> _Text segment_
BEGIN
Española or Espanola Island (Isla Española) is the most southerly of the Galápagos Islands in Ecuador, about a 10 to 12-hour trip by boat from Santa Cruz.

==Names==
Española, Spanish for Spanish, is named for Hispaniola in the Caribbean Sea owing to its discovery by Christopher Columbus on his first voyage. The name was changed with several other islands in 1892 during the celebration of the quadricentennial of Columbus's voyage.

The English pirate William Ambrosia Cowley named the island King Charles's Island in 1684 in honor of the then-reigning monarch Charles II of England. However, the British captain James Colnett later misunderstood Cowley's maps and accidentally transferred that name to what is now Floreana Island. Thinking Española undiscovered until that point, he renamed it Hood Island in 1793 in honor of Admiral Samuel Hood, Baronet of Catherington and 1st Baron Hood, later created 1st Viscount Hood for his success in the Napoleonic Wars.
END
> _Records supplied_
BEGIN
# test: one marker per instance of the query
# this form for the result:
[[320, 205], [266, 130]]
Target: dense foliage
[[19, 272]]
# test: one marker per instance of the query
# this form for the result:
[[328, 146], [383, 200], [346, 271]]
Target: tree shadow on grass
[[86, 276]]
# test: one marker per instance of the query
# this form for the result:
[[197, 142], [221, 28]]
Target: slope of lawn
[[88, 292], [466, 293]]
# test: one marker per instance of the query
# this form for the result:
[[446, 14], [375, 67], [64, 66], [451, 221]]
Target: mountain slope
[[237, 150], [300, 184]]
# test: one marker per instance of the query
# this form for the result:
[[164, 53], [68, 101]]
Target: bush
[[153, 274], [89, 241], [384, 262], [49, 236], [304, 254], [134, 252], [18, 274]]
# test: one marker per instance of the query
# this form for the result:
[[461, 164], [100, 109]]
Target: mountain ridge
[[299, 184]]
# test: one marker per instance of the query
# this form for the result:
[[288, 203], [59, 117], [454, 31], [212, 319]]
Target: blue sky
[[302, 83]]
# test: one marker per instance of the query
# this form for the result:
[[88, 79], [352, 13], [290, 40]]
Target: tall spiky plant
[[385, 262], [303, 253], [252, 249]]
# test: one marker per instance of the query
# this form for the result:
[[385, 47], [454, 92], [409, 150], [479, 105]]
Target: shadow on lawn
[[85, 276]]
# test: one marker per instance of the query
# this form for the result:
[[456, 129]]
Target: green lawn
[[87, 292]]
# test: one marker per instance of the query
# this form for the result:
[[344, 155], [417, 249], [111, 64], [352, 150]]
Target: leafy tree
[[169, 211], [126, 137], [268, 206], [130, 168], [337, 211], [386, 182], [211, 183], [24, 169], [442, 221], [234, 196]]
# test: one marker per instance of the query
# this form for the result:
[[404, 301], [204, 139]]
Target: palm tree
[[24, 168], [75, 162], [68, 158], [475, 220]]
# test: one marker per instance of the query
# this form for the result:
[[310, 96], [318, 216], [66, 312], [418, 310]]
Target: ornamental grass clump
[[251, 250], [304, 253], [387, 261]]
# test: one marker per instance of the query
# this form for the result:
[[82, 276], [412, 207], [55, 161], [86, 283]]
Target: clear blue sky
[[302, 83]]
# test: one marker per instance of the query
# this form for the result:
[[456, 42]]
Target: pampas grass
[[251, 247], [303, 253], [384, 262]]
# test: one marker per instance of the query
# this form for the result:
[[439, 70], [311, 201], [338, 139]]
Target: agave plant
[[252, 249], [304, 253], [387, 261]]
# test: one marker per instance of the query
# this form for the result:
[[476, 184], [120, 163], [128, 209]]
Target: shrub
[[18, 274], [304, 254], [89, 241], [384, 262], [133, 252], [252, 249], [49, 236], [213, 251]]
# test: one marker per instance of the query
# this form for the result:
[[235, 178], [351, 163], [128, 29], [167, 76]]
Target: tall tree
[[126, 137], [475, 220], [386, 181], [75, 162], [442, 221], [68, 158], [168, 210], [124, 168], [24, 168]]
END
> _Problems to work on_
**A)** In the passage about Española Island, what name did James Colnett give the island in 1793?
**B)** Pick up the passage about Española Island from its last sentence and continue it.
The entries have no connection to the passage about Española Island.

> _Your written answers_
**A)** Hood Island

**B)**
==Geography==
Española is one of Ecuador's Galápagos Islands. Located at the extreme southeast of the archipelago, it is considered to be one of the oldest of the islands, having first formed approximately four million years ago. The climate is generally dry, receiving only a few inches of rain per year.

==Wildlife==
While Española Island is one of the oldest of the Galápagos Islands, this island is dying, slowly becoming a rocky, barren land with little or no vegetation. Its large bays, however, have soft sand and attract Galápagos sea lions. A major draw is the waved albatrosses since, from March to January, almost the entire world population breeds on the island. Another draw is the mating dances of blue-footed boobies. Two spots are especially popular, Gardner Bay (Bahía Gardner) with its beach and Suarez Point (Punta Suárez) because of its varied bird-life.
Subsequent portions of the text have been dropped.